REQUEST: Show every line of the data below that contains the word "green".

RECORDS:
>>>

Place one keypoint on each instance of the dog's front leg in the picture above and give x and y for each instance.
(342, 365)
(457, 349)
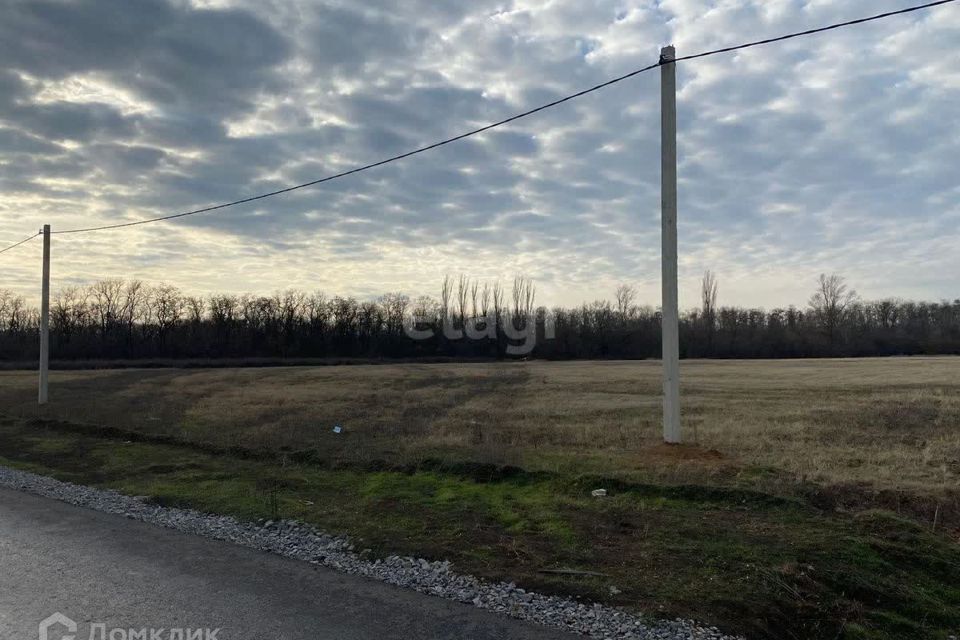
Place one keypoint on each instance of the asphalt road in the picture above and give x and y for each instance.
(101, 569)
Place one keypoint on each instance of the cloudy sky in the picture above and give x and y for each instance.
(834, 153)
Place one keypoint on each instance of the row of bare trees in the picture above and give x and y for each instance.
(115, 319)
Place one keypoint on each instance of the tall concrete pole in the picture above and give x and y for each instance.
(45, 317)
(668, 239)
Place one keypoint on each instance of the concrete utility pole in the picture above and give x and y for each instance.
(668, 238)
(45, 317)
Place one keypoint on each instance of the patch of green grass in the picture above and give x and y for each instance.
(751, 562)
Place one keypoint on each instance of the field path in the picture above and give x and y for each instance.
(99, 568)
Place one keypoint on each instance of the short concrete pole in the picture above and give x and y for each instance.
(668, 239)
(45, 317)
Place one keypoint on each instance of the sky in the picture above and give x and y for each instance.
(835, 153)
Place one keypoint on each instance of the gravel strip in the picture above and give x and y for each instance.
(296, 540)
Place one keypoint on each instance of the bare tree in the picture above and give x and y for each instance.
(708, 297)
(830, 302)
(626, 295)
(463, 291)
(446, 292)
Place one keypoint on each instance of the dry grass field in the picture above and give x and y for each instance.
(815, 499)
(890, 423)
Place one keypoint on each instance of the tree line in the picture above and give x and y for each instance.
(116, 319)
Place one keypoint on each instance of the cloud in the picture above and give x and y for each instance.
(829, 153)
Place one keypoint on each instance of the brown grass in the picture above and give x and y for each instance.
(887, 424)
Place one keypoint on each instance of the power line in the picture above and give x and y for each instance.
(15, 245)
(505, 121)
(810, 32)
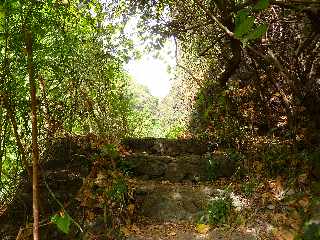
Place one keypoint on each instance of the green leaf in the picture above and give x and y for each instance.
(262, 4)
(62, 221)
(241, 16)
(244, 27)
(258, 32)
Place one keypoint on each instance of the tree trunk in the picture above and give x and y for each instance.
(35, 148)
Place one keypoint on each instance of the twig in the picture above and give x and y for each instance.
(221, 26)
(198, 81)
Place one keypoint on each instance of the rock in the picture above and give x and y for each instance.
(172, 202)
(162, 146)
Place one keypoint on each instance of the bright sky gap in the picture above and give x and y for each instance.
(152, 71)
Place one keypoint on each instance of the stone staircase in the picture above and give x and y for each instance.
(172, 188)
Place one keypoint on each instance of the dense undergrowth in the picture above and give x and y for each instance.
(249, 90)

<<<
>>>

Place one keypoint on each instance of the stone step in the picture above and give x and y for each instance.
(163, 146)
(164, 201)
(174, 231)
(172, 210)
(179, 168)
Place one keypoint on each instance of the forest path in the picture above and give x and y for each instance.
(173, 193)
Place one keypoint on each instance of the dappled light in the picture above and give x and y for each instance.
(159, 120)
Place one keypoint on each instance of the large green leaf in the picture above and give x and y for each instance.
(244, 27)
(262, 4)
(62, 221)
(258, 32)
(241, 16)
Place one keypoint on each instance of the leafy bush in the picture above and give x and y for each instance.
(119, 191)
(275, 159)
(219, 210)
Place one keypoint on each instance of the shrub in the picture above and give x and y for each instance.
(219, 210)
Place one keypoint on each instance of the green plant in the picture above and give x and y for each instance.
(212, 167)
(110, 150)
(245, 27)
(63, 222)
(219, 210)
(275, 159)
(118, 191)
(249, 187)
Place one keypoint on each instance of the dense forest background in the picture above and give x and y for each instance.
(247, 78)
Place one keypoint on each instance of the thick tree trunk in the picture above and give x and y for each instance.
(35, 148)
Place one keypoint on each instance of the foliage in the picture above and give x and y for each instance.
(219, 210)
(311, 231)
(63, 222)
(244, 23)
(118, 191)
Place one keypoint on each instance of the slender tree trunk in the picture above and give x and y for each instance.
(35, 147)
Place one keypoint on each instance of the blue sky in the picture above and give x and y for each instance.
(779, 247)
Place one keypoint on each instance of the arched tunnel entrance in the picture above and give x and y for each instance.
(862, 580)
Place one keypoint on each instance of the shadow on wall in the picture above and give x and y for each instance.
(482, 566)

<<<

ANSWER:
Place one keypoint on each instance of the patch of green grass in the picture above and give x and y for each instance.
Place one keypoint on each instance of the green leaf in the picture above and give x and y for each instance.
Place one keypoint on each instance of the large green leaf in the picture above and give x and y for each instance.
Place one keypoint on each instance of the green plant in the picture above and give x and y for each instance.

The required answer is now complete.